出典本文>
マイナ保険証受診が基本に 従来型停止も最長1年有効 利用低調、定着見通せず
従来型の健康保険証は2日、新規発行が停止され、マイナンバーカードに保険証機能を持たせた「マイナ保険証」を基本とする体制に移行した。
しかし利用率は15%台と低調だ。発行停止後も従来型は最長1年有効とするなど、マイナ保険証以外でも受診できる。政府はマイナ保険証への一本化を目指すが、定着するかどうかは見通せない。
従来型は有効期限内なら2025年12月1日まで使える。マイナ保険証を持たない人には期限までに、保険証の代わりになる「資格確認書」が届く。石破茂首相は衆院代表質問で「丁寧に周知し、国民の不安に迅速に応える」と述べた。

提示データ>
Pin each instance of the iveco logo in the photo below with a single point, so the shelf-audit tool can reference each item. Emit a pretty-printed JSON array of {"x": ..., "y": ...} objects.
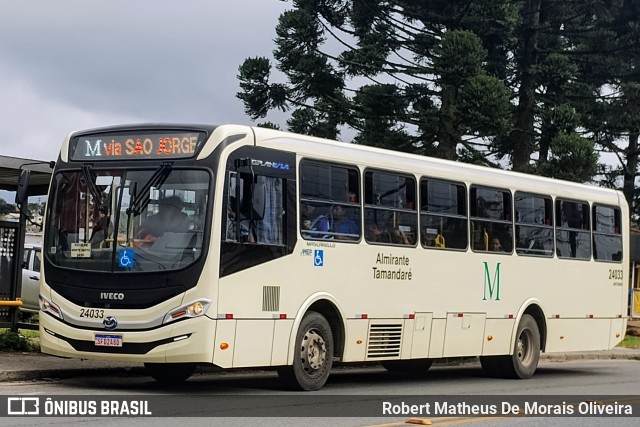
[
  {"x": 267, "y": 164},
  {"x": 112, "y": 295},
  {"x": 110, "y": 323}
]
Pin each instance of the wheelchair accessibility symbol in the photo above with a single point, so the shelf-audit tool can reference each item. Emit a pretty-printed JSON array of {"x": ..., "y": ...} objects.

---

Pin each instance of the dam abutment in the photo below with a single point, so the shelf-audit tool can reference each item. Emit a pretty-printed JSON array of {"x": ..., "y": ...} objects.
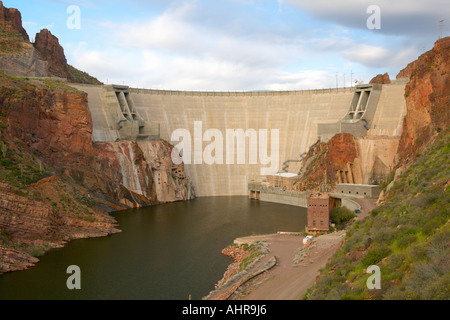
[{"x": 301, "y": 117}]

==

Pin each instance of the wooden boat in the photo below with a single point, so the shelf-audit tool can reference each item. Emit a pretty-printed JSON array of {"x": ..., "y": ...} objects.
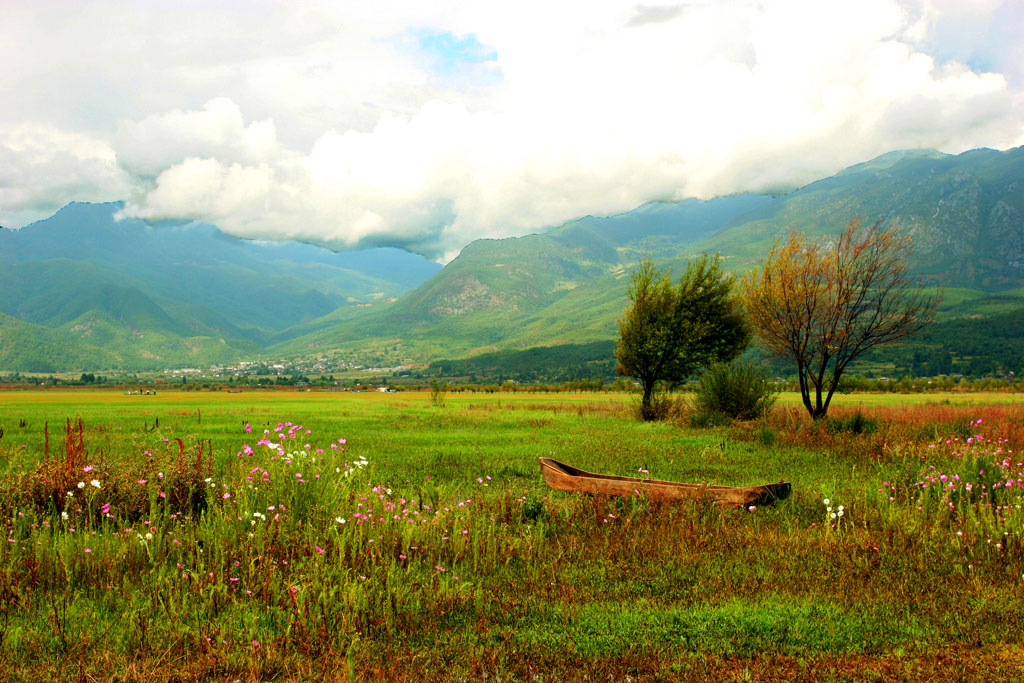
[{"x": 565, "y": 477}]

課題>
マイナ保険証についての記事のうち、「マイナ保険証受診が基本に 従来型停止も最長1年有効 利用低調、定着見通せず」を含む語句で始まり「着するかどうかは見通せない。」で終わる部分を、「従来型」を「旧来型」に置き換えて書き出してください。 このデータは使わなくてかまいません。

解答>
マイナ保険証受診が基本に 旧来型停止も最長1年有効 利用低調、定着見通せず
旧来型の健康保険証は2日、新規発行が停止され、マイナンバーカードに保険証機能を持たせた「マイナ保険証」を基本とする体制に移行した。
しかし利用率は15%台と低調だ。発行停止後も旧来型は最長1年有効とするなど、マイナ保険証以外でも受診できる。政府はマイナ保険証への一本化を目指すが、定着するかどうかは見通せない。